[start of SUPPLIED INFORMATION]

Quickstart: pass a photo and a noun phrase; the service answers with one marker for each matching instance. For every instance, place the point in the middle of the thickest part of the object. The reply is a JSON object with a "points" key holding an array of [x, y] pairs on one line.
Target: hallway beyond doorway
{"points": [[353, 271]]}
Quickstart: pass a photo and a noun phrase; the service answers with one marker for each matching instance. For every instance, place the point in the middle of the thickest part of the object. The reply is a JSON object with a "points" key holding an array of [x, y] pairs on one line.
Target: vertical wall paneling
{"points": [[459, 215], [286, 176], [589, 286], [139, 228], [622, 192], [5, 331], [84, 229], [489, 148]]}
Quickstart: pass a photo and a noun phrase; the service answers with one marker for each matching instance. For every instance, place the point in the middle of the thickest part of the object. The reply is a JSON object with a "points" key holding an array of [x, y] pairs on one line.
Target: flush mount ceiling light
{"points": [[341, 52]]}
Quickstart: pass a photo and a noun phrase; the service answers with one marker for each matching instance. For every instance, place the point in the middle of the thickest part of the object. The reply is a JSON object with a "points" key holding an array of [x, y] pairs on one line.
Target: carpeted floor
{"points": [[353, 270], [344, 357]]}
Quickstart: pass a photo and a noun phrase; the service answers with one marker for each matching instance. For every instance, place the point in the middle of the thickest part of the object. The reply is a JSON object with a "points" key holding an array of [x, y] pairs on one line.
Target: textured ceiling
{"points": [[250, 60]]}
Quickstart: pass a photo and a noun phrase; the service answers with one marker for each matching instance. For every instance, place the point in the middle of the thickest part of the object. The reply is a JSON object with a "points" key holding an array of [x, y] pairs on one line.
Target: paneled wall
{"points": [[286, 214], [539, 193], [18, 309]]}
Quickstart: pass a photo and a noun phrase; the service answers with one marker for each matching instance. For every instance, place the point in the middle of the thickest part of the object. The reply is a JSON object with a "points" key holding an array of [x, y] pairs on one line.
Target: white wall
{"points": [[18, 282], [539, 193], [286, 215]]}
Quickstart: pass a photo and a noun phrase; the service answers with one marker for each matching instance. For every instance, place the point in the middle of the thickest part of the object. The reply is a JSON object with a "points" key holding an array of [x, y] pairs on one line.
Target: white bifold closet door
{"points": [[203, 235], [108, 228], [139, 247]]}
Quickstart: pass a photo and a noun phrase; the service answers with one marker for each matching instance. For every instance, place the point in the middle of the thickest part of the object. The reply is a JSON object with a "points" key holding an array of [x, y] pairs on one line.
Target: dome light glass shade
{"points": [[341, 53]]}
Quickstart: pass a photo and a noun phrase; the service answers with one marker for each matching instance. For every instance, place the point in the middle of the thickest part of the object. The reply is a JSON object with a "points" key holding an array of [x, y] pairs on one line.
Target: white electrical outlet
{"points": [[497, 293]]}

[end of SUPPLIED INFORMATION]

Pull out every line of the items above that contains the word "white". Treat uppercase and lowercase as different.

### RESULT FOR THIS EXERCISE
Target: white wall
Target: white bifold closet door
Target: white electrical outlet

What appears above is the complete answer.